> Exercise aim
Copy the Kickstarter campaign post below word for word, everything from "That is not" down to "annoyance with you.".

> Text passage
***

Hi guys! Thank you for your input! I just wanted to address your comments and go over the concerns.
Presently, our Kickstarter campaign is indeed going slow, with the trend not being what we want it to be. There are numerous factors at play, and unfortunately, things are not as simple as spamming journalists and backers. Let’s dissect :)
as I've said 50 billion times, you need to release updates every (or every other) day during your campaign.
That is not necessarily true. Releasing an update every day or so is not a great idea, because it does not provide a guarantee that you will attract the press, but it guarantees that your existing backers will view this activity as spam, and will decide to opt out due to sheer annoyance with you.
We planned our updates depending on the value of the content we can generate, and on optimal frequency derived from our analysis and research. After all, if you can't provide value with an update - no point in bothering anyone. Therefore, the most optimal amount of updates is 2 or 3 (maximum) per week. So far, we have been releasing 2 updates per week, which is in line with our findings.
If you have any data to back the hypothesis that more frequent updates are required, we would love to take a look!
Each time you release an update you need to email that update to some extent to every journalist you can. The big guys at Kotaku, RPS, IGN, etc. They receive thousands of emails every day. Even if people at those sites would love StarFall Tactics, if they never see the email they won't be able to discover and talk about it. So that's why you send them an email every time you have a big update to share. Something with enough content that it may grab their attention should they open the email.

***

> Source material
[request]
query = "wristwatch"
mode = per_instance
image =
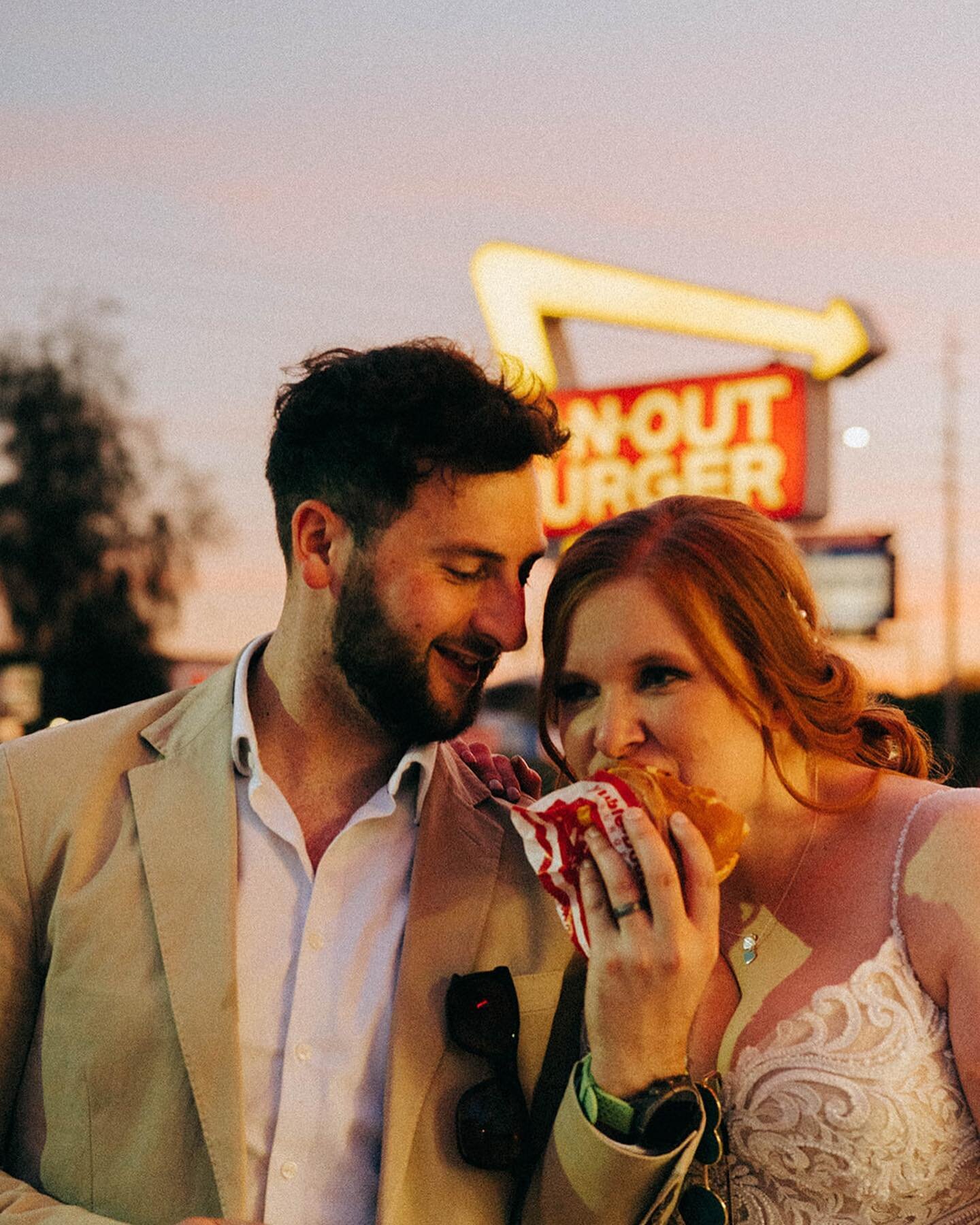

***

> Response below
That is not necessarily true. Releasing an update every day or so is not a great idea, because it does not provide a guarantee that you will attract the press, but it guarantees that your existing backers will view this activity as spam, and will decide to opt out due to sheer annoyance with you.